>>

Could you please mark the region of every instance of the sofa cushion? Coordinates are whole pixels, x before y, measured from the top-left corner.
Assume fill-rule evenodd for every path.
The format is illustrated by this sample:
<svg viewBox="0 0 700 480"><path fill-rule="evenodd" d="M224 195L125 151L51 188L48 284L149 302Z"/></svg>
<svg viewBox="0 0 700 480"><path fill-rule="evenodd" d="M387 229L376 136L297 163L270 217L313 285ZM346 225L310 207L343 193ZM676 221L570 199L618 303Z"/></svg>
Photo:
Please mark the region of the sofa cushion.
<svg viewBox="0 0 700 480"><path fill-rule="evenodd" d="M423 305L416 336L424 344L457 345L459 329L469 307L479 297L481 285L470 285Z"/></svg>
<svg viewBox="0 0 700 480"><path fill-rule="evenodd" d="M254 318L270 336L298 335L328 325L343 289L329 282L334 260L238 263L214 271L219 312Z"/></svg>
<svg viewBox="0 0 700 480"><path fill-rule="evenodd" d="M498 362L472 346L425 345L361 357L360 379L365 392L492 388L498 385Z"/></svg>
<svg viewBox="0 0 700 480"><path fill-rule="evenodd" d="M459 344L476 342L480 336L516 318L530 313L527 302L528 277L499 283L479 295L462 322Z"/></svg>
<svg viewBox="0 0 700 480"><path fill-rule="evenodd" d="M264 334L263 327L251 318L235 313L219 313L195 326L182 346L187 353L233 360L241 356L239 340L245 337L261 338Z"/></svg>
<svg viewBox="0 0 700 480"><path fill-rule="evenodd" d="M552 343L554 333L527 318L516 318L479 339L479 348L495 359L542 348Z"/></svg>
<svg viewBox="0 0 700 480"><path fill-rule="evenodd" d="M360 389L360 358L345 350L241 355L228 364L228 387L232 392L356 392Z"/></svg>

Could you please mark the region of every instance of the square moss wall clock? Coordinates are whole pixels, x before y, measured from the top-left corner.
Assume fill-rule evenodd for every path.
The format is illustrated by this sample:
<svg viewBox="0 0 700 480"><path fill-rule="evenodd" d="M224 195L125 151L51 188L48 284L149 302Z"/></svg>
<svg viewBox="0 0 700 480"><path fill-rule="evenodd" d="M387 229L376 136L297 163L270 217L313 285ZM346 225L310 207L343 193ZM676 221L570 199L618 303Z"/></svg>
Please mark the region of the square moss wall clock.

<<

About this task -
Write out the entire listing above once more. Keep it exact.

Response -
Could you please mark the region of every instance of the sofa cushion? Coordinates are whole pixels, x before y, measured from the top-left corner.
Assume fill-rule evenodd for every path.
The format is illustrated by this sample:
<svg viewBox="0 0 700 480"><path fill-rule="evenodd" d="M224 195L125 151L51 188L48 284L149 302Z"/></svg>
<svg viewBox="0 0 700 480"><path fill-rule="evenodd" d="M387 229L376 136L297 163L270 217L313 285ZM346 225L310 207L343 193ZM676 221L570 199L618 303Z"/></svg>
Photo:
Please mark the region of the sofa cushion.
<svg viewBox="0 0 700 480"><path fill-rule="evenodd" d="M423 305L416 336L424 344L457 345L459 329L469 307L479 297L481 285L470 285Z"/></svg>
<svg viewBox="0 0 700 480"><path fill-rule="evenodd" d="M254 318L270 336L298 335L328 325L343 289L329 282L334 260L238 263L214 271L219 312Z"/></svg>
<svg viewBox="0 0 700 480"><path fill-rule="evenodd" d="M498 362L472 346L425 345L361 357L360 379L365 392L492 388L498 385Z"/></svg>
<svg viewBox="0 0 700 480"><path fill-rule="evenodd" d="M459 344L476 342L480 336L516 318L530 313L527 302L528 277L499 283L479 295L462 322Z"/></svg>
<svg viewBox="0 0 700 480"><path fill-rule="evenodd" d="M264 334L263 327L251 318L235 313L219 313L195 326L182 346L187 353L233 360L241 356L239 340L245 337L261 338Z"/></svg>
<svg viewBox="0 0 700 480"><path fill-rule="evenodd" d="M552 343L554 333L527 318L516 318L479 339L479 348L495 359L542 348Z"/></svg>
<svg viewBox="0 0 700 480"><path fill-rule="evenodd" d="M360 389L360 358L345 350L241 355L228 364L228 387L232 392L356 392Z"/></svg>

Could you please mark the region of every instance of the square moss wall clock? Coordinates are whole pixels, x before y, measured from the top-left corner.
Assume fill-rule evenodd for every path.
The format is illustrated by this sample:
<svg viewBox="0 0 700 480"><path fill-rule="evenodd" d="M224 195L125 151L51 188L48 284L149 302Z"/></svg>
<svg viewBox="0 0 700 480"><path fill-rule="evenodd" d="M387 229L376 136L297 163L270 217L313 285ZM346 225L310 207L343 193ZM676 221L570 199L618 303Z"/></svg>
Please mark the region of the square moss wall clock.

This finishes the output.